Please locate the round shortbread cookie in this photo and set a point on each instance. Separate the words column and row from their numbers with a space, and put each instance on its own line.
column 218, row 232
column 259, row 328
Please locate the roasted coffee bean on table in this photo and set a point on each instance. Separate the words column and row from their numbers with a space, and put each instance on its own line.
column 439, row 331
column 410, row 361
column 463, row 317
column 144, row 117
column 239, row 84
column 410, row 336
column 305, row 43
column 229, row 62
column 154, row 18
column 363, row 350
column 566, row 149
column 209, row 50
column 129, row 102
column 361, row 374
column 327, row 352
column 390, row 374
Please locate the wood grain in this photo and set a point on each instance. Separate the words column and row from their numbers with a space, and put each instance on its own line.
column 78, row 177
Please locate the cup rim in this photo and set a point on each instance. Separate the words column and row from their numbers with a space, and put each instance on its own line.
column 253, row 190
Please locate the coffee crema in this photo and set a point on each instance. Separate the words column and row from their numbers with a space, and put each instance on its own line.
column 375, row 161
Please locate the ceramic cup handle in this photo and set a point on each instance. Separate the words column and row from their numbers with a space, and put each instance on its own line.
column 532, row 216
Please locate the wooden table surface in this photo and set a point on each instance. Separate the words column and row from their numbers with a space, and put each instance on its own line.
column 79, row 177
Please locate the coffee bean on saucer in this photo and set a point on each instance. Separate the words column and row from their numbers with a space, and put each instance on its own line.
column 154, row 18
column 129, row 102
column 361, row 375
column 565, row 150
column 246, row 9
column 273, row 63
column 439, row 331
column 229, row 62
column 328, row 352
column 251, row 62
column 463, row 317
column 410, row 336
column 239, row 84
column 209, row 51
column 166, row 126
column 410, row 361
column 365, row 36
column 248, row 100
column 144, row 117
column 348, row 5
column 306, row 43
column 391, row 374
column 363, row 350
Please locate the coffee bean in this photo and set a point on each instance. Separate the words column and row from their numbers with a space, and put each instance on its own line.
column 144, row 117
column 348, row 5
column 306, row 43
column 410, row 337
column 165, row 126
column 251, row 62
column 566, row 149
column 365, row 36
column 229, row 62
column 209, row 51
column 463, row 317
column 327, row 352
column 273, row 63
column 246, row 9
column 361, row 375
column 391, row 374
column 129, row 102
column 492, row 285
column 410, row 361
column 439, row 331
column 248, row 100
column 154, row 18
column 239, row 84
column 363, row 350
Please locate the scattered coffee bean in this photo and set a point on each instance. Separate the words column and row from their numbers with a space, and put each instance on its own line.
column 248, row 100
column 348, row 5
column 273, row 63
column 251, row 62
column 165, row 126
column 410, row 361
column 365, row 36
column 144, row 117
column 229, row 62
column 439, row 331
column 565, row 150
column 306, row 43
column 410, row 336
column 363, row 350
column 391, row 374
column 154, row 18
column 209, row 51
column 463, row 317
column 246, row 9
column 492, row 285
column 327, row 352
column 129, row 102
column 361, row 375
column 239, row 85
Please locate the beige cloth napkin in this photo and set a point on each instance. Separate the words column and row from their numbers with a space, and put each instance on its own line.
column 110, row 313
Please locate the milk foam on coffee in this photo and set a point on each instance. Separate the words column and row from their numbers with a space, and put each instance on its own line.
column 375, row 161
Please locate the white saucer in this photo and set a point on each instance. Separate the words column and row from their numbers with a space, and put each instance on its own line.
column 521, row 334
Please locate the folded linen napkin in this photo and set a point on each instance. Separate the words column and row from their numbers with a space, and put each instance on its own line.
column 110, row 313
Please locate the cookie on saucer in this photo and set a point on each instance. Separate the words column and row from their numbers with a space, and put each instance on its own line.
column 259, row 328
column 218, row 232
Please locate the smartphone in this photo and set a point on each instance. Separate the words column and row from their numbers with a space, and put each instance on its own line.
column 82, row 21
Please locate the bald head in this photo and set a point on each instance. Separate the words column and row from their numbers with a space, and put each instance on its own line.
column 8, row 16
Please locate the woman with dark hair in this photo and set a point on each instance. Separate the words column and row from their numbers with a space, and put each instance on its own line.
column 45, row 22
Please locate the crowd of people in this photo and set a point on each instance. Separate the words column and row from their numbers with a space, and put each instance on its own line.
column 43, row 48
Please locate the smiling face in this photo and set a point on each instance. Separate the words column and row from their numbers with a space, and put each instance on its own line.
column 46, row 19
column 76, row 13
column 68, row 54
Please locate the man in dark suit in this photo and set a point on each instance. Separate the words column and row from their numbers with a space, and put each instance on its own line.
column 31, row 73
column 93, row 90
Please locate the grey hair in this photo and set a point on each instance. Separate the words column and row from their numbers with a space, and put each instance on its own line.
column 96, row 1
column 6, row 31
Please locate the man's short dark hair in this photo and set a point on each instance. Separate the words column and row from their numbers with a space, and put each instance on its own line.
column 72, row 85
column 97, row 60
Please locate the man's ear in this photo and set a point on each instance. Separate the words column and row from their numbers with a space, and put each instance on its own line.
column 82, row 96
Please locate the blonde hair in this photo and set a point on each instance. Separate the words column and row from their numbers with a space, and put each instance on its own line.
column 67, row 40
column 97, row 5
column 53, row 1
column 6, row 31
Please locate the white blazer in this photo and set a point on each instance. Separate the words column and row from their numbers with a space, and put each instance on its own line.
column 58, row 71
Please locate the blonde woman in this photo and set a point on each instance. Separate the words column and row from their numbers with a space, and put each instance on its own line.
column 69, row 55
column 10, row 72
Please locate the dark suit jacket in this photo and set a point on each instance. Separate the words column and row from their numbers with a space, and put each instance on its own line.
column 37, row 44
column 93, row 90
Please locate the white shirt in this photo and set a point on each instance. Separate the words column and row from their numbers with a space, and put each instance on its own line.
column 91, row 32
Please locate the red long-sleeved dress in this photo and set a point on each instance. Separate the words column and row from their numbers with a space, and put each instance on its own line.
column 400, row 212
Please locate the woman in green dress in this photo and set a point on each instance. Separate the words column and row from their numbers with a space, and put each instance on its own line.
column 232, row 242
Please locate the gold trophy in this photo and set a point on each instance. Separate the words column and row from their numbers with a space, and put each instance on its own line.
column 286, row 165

──────────────────────────────

### Task to carry out
The output should match the records above exactly, line for line.

### Finished task
Please locate the round shortbread cookie in this photo and set a point on each instance. Separate the words column and row from their numbers with a space, and put each instance on its own line.
column 218, row 232
column 259, row 328
Please locate the roasted coffee bean on table in this photo and set a point on each instance. Separate the words column and row from their numbers with a space, and put each instance on its own line.
column 439, row 331
column 410, row 361
column 463, row 317
column 144, row 117
column 239, row 84
column 410, row 336
column 305, row 43
column 229, row 62
column 154, row 18
column 363, row 350
column 566, row 149
column 209, row 50
column 129, row 102
column 361, row 374
column 327, row 352
column 390, row 374
Please locate the wood grain in this photo and set a point on each instance. Separate the words column and row from their numbers with a space, and put each instance on its own line.
column 78, row 177
Please locate the cup rim in this photo and set a point on each instance. Separate the words column and row from their numbers with a space, and put each instance on its own line.
column 253, row 190
Please locate the coffee crema in this photo and set a point on each instance. Separate the words column and row from their numbers with a space, and put each instance on its own line.
column 375, row 161
Please locate the ceramic cup handle in this photo and set a point on each instance. Separate the words column and row from their numbers with a space, and put each instance on its own line.
column 532, row 216
Please locate the wooden table surface in this photo and set a point on each instance. Separate the words column and row from their numbers with a space, and put each instance on its own line.
column 79, row 177
Please locate the coffee bean on saucer in this photo and set a point on each instance. Separate the words column and row from their numbers with a space, and put each instance on its own line.
column 154, row 18
column 129, row 102
column 361, row 375
column 565, row 150
column 246, row 9
column 273, row 63
column 439, row 331
column 229, row 62
column 328, row 352
column 251, row 62
column 463, row 317
column 410, row 336
column 239, row 84
column 209, row 51
column 166, row 126
column 410, row 361
column 365, row 36
column 248, row 100
column 144, row 117
column 348, row 5
column 306, row 43
column 391, row 374
column 363, row 350
Please locate the coffee bean in this photo and set a point on each instance. Separate the words column and row from their numbers with a space, and put each instance on its own line.
column 144, row 117
column 348, row 5
column 306, row 43
column 410, row 337
column 165, row 126
column 251, row 62
column 566, row 149
column 365, row 36
column 229, row 62
column 209, row 51
column 463, row 317
column 327, row 352
column 273, row 63
column 246, row 9
column 361, row 375
column 391, row 374
column 129, row 102
column 492, row 285
column 410, row 361
column 439, row 331
column 248, row 100
column 154, row 18
column 239, row 84
column 363, row 350
Please locate the scattered coffee bean in this photo and set a point on each instance. Separate the words column and row from their numbers with a space, and put each instance on its own line.
column 248, row 100
column 348, row 5
column 273, row 63
column 251, row 62
column 165, row 126
column 410, row 361
column 365, row 36
column 144, row 117
column 229, row 62
column 439, row 331
column 565, row 150
column 306, row 43
column 410, row 336
column 363, row 350
column 391, row 374
column 154, row 18
column 209, row 51
column 463, row 317
column 246, row 9
column 492, row 285
column 327, row 352
column 129, row 102
column 361, row 375
column 239, row 85
Please locate the beige cloth napkin in this photo and set a point on each instance. Separate the words column and row from their numbers with a space, and put each instance on its own line.
column 110, row 313
Please locate the milk foam on coffee in this photo and set a point on each instance. Separate the words column and row from their numbers with a space, and put each instance on its own line.
column 375, row 161
Please locate the white saucer in this photo and set a point on each instance. Separate the words column and row from their numbers with a space, and put each instance on its own line.
column 521, row 334
Please locate the folded linen napkin in this photo and set a point on each instance. Separate the words column and row from their numbers with a space, and put each instance on its own line.
column 110, row 313
Please locate the cookie on saucer in this photo and set a point on each instance. Separate the words column and row from their numbers with a space, and put each instance on its own line.
column 259, row 328
column 218, row 232
Please locate the smartphone in this photo and set a point on each instance. Separate the words column and row from their numbers with a space, and put each instance on its own line.
column 82, row 21
Please locate the bald head in this photo and set a point on each instance. Separate the words column and row from their numbers with a space, and put each instance on its own line.
column 8, row 16
Please locate the woman with dark hair in this photo and set a point on each instance. Separate the words column and row from their numbers with a space, and put each instance on its own line.
column 45, row 22
Please locate the crowd of people in this photo and set a point on each instance. Separate the words column and row from their numbers with a space, and put each instance on its own line.
column 43, row 48
Please locate the smiling face in this photo and set a point on each instance. Separate the words column and row from their numbers with a space, and put each instance on its own line.
column 46, row 19
column 76, row 13
column 68, row 54
Please locate the man in dark suit in this photo and set a point on each instance. Separate the words column and row from their numbers with a space, and put each instance on its own line.
column 31, row 73
column 93, row 90
Please locate the grey hair in this photo and set a point on each instance. Separate the words column and row from their numbers with a space, and put each instance on its own line.
column 96, row 1
column 6, row 31
Please locate the man's short dark hair in this photo and set a point on each instance. Separate the words column and row from their numbers with a space, and put each instance on its own line.
column 72, row 85
column 97, row 60
Please locate the man's ear in this photo and set a point on each instance. Separate the words column and row from their numbers with a space, and put each instance on its own line.
column 82, row 96
Please locate the blonde hair in this photo and set a point on each instance. Separate the words column and row from their numbers with a space, and put each instance on its own line.
column 67, row 40
column 97, row 5
column 53, row 1
column 6, row 31
Please locate the white blazer in this photo and set a point on each instance. Separate the words column and row from their numbers with a space, and put each instance on its own line.
column 58, row 71
Please locate the blonde woman in this photo and set a point on each instance. Separate the words column and row from their numbers with a space, and put each instance on its own line.
column 69, row 55
column 10, row 72
Please locate the dark suit jacket in this photo and set a point on each instance. Separate the words column and row from their numbers with a space, and put each instance on its own line.
column 37, row 44
column 93, row 90
Please locate the white shirt in this photo and set a point on each instance. Separate the words column and row from their numbers with a space, and put each instance on its own line.
column 91, row 32
Please locate the red long-sleeved dress in this photo and set a point on each instance. Separate the words column and row from their numbers with a space, and put each instance on its own line.
column 400, row 212
Please locate the woman in green dress in this photo and set a point on each instance. Separate the words column and row from their numbers with a space, and put each instance on its own line.
column 232, row 242
Please locate the gold trophy in this photo and set a point on each instance. Separate the words column and row from their numbers with a space, and put each instance on its own line.
column 286, row 165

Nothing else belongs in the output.